TEXTE EXTRAIT:
- - -

E & C : Le coût des actions de prévention est-il le seul frein à leur développement ?

P. A. : Concernant la prévention, l'entreprise doit faire un choix rationnel coûts/avantages. Du côté des coûts, il faut faire la balance entre ceux de la prévention et ceux de la dégradation des conditions de travail. En France, du fait de la mutualisation des cotisations, de ce report des risques vers les PME, la balance penche plutôt vers «ne pas faire de prévention». La solution est d'augmenter la visibilité des coûts totaux pour les entreprises, car elles sont loin d'avoir réalisé une véritable estimation des coûts indirects qui pèsent sur elles.

Il existe des outils de gestion des coûts de santé et de sécurité au travail, largement utilisés dans les pays scandinaves et anglo-saxons, mais pas du tout en France. Or, ils mettent en évidence des coûts indirects considérables. Il faut interpeller les directions pour qu'elles se penchent sur ce problème et voient les pertes de performance qu'il induit. En France, un des pays qui a la plus forte sinistralité au travail (à part l'Espagne) - trois fois plus qu'en Finlande et 50 % de plus qu'aux Etats-Unis -, il existe des marges de manoeuvre importantes. Une réflexion sur ce thème montrerait que, finalement, la prévention ne coûte pas si cher, vu les gains qu'elle peut représenter par ailleurs.

E & C : Vous soutenez que « par une réflexion et des investissements dans leur organisation, les entreprises peuvent significativement réduire la pénibilité ». Quels sont-ils ?

- - -

DONNÉES BRUTES:
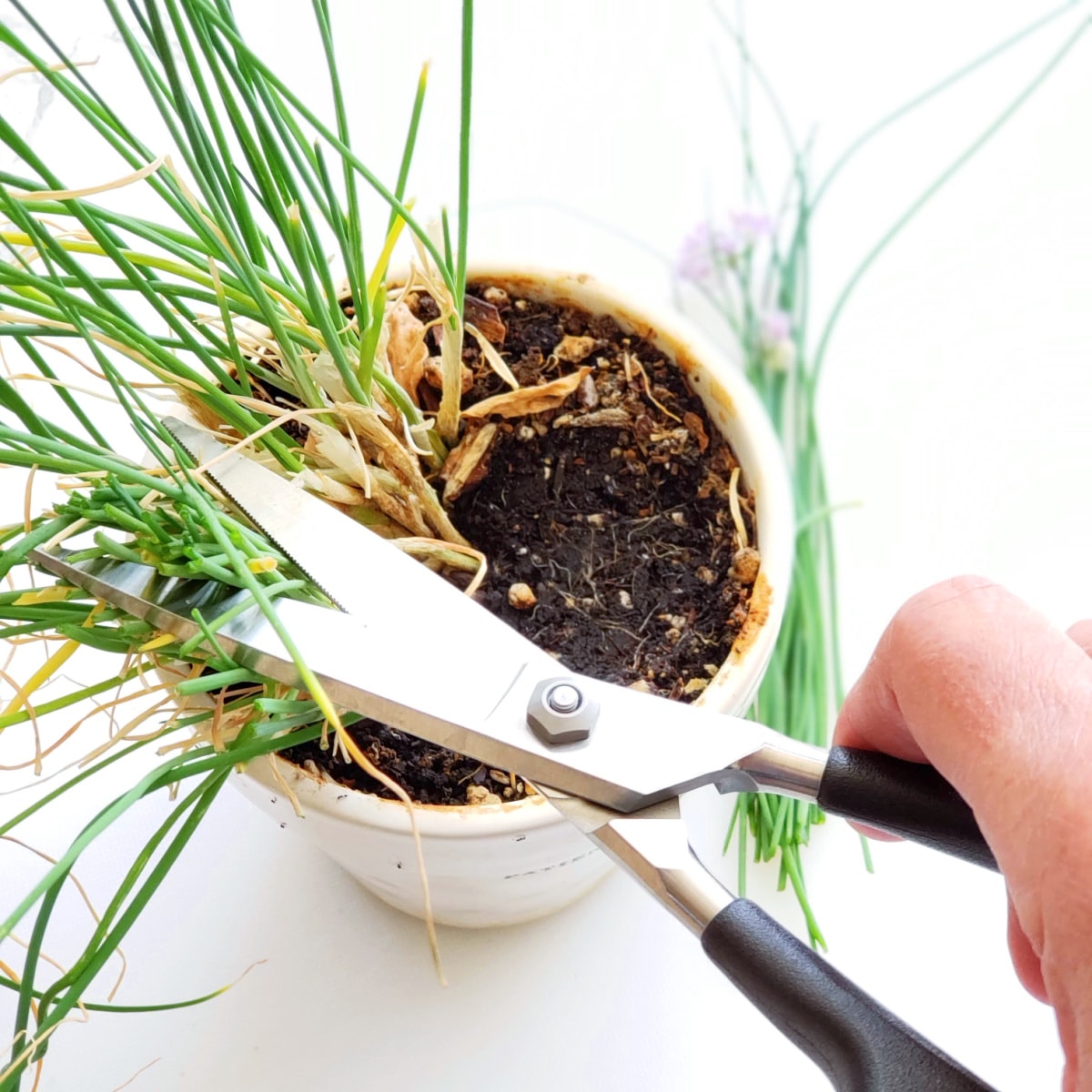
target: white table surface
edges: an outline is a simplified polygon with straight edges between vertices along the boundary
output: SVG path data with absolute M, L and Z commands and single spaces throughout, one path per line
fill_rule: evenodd
M 296 28 L 309 19 L 302 0 L 236 7 L 277 68 L 304 71 L 316 56 L 311 35 Z M 1087 17 L 1085 7 L 1065 25 Z M 34 8 L 79 57 L 100 56 L 96 79 L 132 86 L 97 5 Z M 333 8 L 345 63 L 358 62 L 349 79 L 358 144 L 387 175 L 416 67 L 432 59 L 411 188 L 419 210 L 453 203 L 458 5 Z M 798 129 L 817 127 L 820 167 L 887 108 L 1047 10 L 1025 0 L 752 8 L 753 48 Z M 711 60 L 711 46 L 724 57 L 728 47 L 704 4 L 482 0 L 477 24 L 473 253 L 590 271 L 662 300 L 662 263 L 625 236 L 669 254 L 692 222 L 740 200 L 736 138 Z M 909 119 L 846 174 L 816 224 L 818 314 L 1065 33 L 1046 32 Z M 1059 625 L 1092 614 L 1090 61 L 1092 43 L 1082 41 L 873 270 L 832 343 L 821 405 L 832 492 L 862 505 L 838 522 L 851 678 L 899 603 L 959 571 L 998 579 Z M 393 104 L 380 112 L 375 96 L 388 91 Z M 146 116 L 127 98 L 131 116 Z M 93 142 L 72 139 L 33 79 L 0 87 L 0 109 L 33 129 L 73 185 L 114 171 Z M 759 140 L 762 156 L 776 161 L 775 147 Z M 0 489 L 11 512 L 21 486 L 5 474 Z M 0 761 L 17 744 L 3 739 Z M 0 772 L 0 791 L 15 784 Z M 104 784 L 34 828 L 35 844 L 58 850 L 117 787 Z M 0 797 L 0 814 L 21 799 Z M 149 802 L 88 856 L 80 875 L 99 901 L 166 807 Z M 693 836 L 709 848 L 721 833 L 710 820 Z M 1001 881 L 914 847 L 874 853 L 868 876 L 855 836 L 835 821 L 807 853 L 831 960 L 999 1089 L 1057 1087 L 1053 1018 L 1009 966 Z M 4 911 L 32 870 L 23 851 L 0 845 Z M 772 880 L 756 874 L 749 893 L 798 928 Z M 84 921 L 74 899 L 63 904 L 50 945 L 59 958 Z M 447 988 L 419 923 L 225 793 L 126 943 L 117 1000 L 202 994 L 262 962 L 209 1005 L 62 1029 L 41 1088 L 109 1092 L 153 1061 L 128 1088 L 827 1087 L 621 876 L 553 918 L 441 929 L 440 943 Z M 0 1029 L 12 1011 L 0 997 Z

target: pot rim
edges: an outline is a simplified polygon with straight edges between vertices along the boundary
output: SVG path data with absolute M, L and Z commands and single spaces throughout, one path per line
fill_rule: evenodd
M 392 274 L 391 285 L 403 281 L 406 272 Z M 722 664 L 716 677 L 710 682 L 697 703 L 709 705 L 721 712 L 741 712 L 740 696 L 747 695 L 764 673 L 773 643 L 781 629 L 792 578 L 792 560 L 795 523 L 788 471 L 784 453 L 758 393 L 747 381 L 743 369 L 734 364 L 723 348 L 715 346 L 690 320 L 674 312 L 665 313 L 663 308 L 650 305 L 634 293 L 615 289 L 596 277 L 585 273 L 571 273 L 534 264 L 515 266 L 511 263 L 471 263 L 466 271 L 467 281 L 495 280 L 512 285 L 527 282 L 549 284 L 553 295 L 565 298 L 572 293 L 572 302 L 591 310 L 609 311 L 621 319 L 624 327 L 640 330 L 641 336 L 651 340 L 668 352 L 685 371 L 691 369 L 709 372 L 710 397 L 725 410 L 723 416 L 741 423 L 741 438 L 751 449 L 750 459 L 745 463 L 745 472 L 751 478 L 748 485 L 755 489 L 762 515 L 759 553 L 761 574 L 764 574 L 768 594 L 765 617 L 759 628 L 737 651 L 733 646 Z M 590 297 L 590 298 L 589 298 Z M 725 382 L 727 379 L 727 382 Z M 699 395 L 702 392 L 698 392 Z M 703 399 L 704 401 L 704 399 Z M 708 408 L 708 407 L 707 407 Z M 712 414 L 711 414 L 712 416 Z M 722 419 L 722 427 L 725 422 Z M 733 447 L 739 446 L 740 437 L 733 438 Z M 748 468 L 747 464 L 750 464 Z M 755 478 L 761 482 L 756 483 Z M 769 526 L 783 527 L 781 534 L 771 535 Z M 745 630 L 746 633 L 746 630 Z M 739 641 L 737 639 L 737 645 Z M 757 665 L 757 666 L 753 666 Z M 744 703 L 745 704 L 745 703 Z M 281 756 L 272 756 L 281 768 L 282 776 L 299 797 L 305 812 L 308 808 L 346 823 L 379 827 L 385 830 L 408 832 L 410 817 L 401 800 L 391 800 L 341 785 L 325 774 L 321 779 L 294 765 Z M 272 792 L 283 792 L 283 787 L 272 775 L 260 775 L 254 762 L 247 768 L 246 775 L 259 781 Z M 331 794 L 331 791 L 336 791 Z M 548 807 L 548 800 L 541 794 L 521 800 L 502 804 L 437 805 L 415 804 L 414 816 L 423 835 L 439 838 L 473 838 L 486 828 L 490 834 L 505 829 L 513 834 L 523 830 L 546 827 L 566 820 L 559 811 Z

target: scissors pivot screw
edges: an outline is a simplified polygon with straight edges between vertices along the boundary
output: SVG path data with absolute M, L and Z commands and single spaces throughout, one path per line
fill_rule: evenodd
M 600 703 L 569 679 L 543 679 L 527 703 L 527 724 L 544 744 L 577 744 L 592 734 Z

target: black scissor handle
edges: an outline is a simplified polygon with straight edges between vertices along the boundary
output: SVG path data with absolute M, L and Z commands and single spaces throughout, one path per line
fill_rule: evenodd
M 974 812 L 931 765 L 833 747 L 816 798 L 833 815 L 997 868 Z
M 838 1092 L 992 1092 L 757 903 L 725 906 L 701 946 Z

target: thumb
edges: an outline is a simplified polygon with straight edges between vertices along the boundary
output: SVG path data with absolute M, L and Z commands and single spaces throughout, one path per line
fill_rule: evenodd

- - -

VOLETS DE L'EXERCICE:
- a) Reproduisez à l'identique le passage de l'entretien sur la prévention qui va de « P. A. : Concernant » jusqu'à « pèsent sur elles. ».
- b) D'après l'entretien sur la prévention, dans quels pays les outils de gestion des coûts de santé et de sécurité au travail sont-ils largement utilisés ?
Les entrées n'ont aucun lien avec l'entretien.

RÉPONSES PAR TÂCHE:
- a)
P. A. : Concernant la prévention, l'entreprise doit faire un choix rationnel coûts/avantages. Du côté des coûts, il faut faire la balance entre ceux de la prévention et ceux de la dégradation des conditions de travail. En France, du fait de la mutualisation des cotisations, de ce report des risques vers les PME, la balance penche plutôt vers «ne pas faire de prévention». La solution est d'augmenter la visibilité des coûts totaux pour les entreprises, car elles sont loin d'avoir réalisé une véritable estimation des coûts indirects qui pèsent sur elles.

- b) Dans les pays scandinaves et anglo-saxons.